[Source data]
- - - - - - -

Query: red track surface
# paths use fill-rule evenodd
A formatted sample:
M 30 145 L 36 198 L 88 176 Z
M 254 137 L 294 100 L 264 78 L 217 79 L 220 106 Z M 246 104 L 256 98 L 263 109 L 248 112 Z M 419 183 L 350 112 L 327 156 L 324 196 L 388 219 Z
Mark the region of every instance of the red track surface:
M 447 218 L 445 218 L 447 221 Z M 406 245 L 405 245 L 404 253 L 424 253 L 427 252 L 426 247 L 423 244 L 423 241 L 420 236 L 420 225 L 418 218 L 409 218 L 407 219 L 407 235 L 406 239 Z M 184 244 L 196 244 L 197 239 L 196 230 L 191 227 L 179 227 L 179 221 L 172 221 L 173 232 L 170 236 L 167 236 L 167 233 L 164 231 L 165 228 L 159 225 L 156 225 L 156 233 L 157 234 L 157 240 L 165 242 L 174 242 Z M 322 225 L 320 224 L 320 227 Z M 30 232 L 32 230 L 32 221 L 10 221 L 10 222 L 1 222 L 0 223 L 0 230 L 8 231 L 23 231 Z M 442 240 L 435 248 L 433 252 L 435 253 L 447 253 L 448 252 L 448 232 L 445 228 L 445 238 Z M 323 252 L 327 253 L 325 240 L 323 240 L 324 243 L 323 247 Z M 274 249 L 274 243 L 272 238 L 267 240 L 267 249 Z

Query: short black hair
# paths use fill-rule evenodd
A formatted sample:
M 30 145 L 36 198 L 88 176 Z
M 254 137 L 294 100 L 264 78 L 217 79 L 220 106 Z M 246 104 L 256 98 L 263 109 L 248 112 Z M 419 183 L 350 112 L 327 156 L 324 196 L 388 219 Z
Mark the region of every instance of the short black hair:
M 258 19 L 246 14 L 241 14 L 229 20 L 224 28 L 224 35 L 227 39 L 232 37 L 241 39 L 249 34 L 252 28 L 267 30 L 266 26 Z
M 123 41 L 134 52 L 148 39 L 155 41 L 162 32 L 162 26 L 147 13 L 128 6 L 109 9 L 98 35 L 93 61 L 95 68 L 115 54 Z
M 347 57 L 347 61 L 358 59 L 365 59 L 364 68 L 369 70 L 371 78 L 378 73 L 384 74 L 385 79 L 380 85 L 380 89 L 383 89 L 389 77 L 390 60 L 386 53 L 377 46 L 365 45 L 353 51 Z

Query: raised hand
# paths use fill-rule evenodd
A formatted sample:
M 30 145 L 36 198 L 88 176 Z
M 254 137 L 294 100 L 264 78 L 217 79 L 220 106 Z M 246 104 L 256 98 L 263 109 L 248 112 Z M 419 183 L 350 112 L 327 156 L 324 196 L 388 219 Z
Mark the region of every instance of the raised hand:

- - - - - - -

• **DIRECTIVE**:
Render the entries from the line containing "Query: raised hand" through their final line, both ends included, as a Markdown table with the columns Row and Line, leaving out any blank lines.

• **SOLUTION TO THIS TASK**:
| Row | Line |
|---|---|
| 1 | Query: raised hand |
| 2 | # paths use fill-rule evenodd |
| 3 | A formatted sample: |
| 4 | M 30 145 L 36 198 L 88 176 Z |
| 5 | M 254 137 L 294 100 L 264 78 L 217 79 L 220 106 Z M 246 104 L 256 98 L 263 109 L 248 112 Z M 419 183 L 350 112 L 327 156 L 324 196 L 388 219 Z |
| 6 | Mark the region of every instance of the raised hand: |